### Problem details
Copy the listing below line for line without changing anything, and leave the pictures out of your copy.

(Point annotations on photos)
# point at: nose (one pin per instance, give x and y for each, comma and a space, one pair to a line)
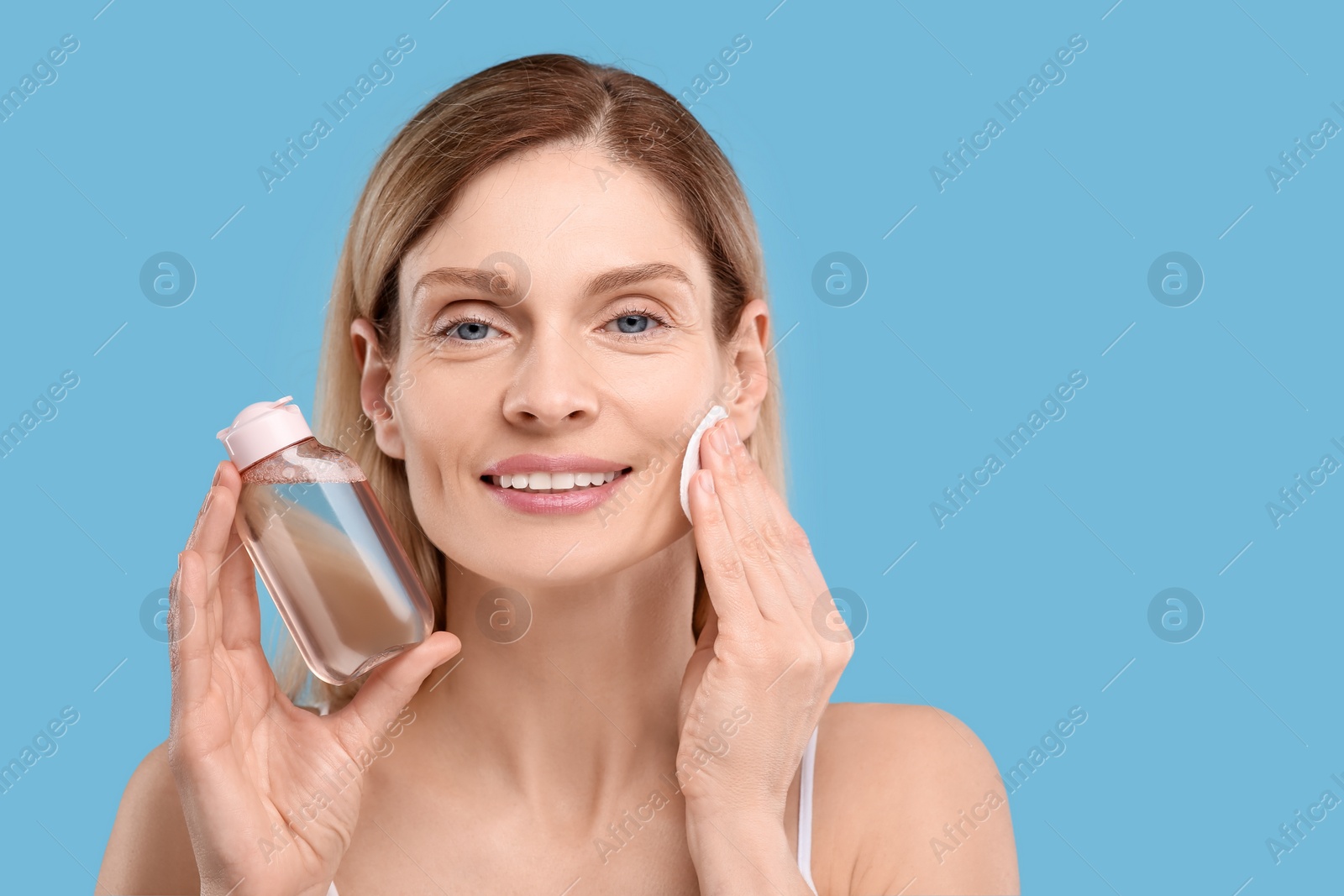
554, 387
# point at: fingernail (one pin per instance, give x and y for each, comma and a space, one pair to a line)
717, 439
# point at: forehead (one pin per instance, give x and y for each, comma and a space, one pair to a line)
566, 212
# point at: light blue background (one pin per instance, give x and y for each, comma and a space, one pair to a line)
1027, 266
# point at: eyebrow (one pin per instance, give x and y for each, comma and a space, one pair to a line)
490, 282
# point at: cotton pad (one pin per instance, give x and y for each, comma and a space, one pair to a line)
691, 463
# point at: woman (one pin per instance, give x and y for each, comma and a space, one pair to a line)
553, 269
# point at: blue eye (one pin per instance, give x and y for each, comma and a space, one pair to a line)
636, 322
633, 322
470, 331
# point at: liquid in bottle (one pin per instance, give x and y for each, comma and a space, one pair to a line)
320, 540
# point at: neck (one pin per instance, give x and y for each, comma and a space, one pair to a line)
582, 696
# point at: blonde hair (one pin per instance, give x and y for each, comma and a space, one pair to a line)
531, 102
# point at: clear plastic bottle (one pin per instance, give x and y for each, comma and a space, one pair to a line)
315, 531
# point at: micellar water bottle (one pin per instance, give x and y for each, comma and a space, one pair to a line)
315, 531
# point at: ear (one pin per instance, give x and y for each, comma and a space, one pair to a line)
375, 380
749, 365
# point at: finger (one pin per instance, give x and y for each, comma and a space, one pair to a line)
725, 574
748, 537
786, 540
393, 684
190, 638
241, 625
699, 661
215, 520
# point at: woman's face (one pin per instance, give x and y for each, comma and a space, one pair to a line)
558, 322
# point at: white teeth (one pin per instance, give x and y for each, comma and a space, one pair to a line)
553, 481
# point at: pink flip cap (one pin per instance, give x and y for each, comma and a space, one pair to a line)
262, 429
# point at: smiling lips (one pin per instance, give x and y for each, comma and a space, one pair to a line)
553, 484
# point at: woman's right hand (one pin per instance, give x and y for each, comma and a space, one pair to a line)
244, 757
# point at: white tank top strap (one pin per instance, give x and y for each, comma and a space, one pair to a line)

### Solution for this problem
# point at: nose (one pin per instance, give x and y for each, comma and a space, one pair to a line)
554, 387
# point at: fingernail (one pin per instance, give x and y for each, comma and a space, one pair to a line)
717, 439
# point at: forehead (one pin per instance, give x and y for each, comma and a space, one pair to a line)
566, 212
# point at: light blue background (one pin per instance, give x and y for each, comma and a space, one pair to a line)
1027, 266
# point at: eyebrow (one pin per instance, give x and y for each, comma and a space, one pair to a line)
490, 282
# point at: cotton pad (one pin per instance, give x and y for each, comma and a space, one pair to a line)
691, 463
# point at: woman (one pin per instance, give x and y for each, comma and a space, one pair to a line)
553, 269
# point at: blue eye (one pin per instance, give x and y for each, comma and a space, one pair to a line)
636, 322
633, 322
470, 331
# point at: liquid in bottle (one pin per instance, give x and y for each, comma and a space, one pair to a line)
320, 540
# point at: neck (one pin per instance, give x and y for each, comma and a space, one pair to a line)
582, 696
# point at: blonde hair (one pin per instance, give x and y for each, comma and a space, one pair to a line)
531, 102
# point at: clear plastic bottle (one pin per instance, give x and y for each, comma and a space, one pair to a line)
315, 531
# point at: micellar water bottle (one pin per instance, give x and y for each, comma and a space, one pair to a line)
315, 531
# point at: ear (one pin per instance, give x and y for each, comma and a space, one pair to a line)
375, 380
749, 365
# point at: finger (one pin per instance, give x and y for each, comma and a space, one pair to a line)
725, 574
748, 537
786, 540
393, 684
190, 638
241, 625
699, 661
215, 520
# point at: woman's face (one pin per instance, give x and y for each, comma and a space, one pair to a line)
558, 322
# point at: white teeth (one pin per instance, give x and y for each, comma and a space, one pair to a line)
553, 481
# point at: pink flip cap (one pin per instance, give x and y for each, comma and a space, one pair to a line)
262, 429
# point at: smiling lips (one pin per instance, give x and y for each, comma and a space, one pair to a line)
553, 484
# point at: woman's right hand (one pin per instance, give x and y for each, comma and a space, one pair to a line)
244, 757
# point at: white tank top strap (one pin per instance, give x and y for each, comma and a space, one pair to a line)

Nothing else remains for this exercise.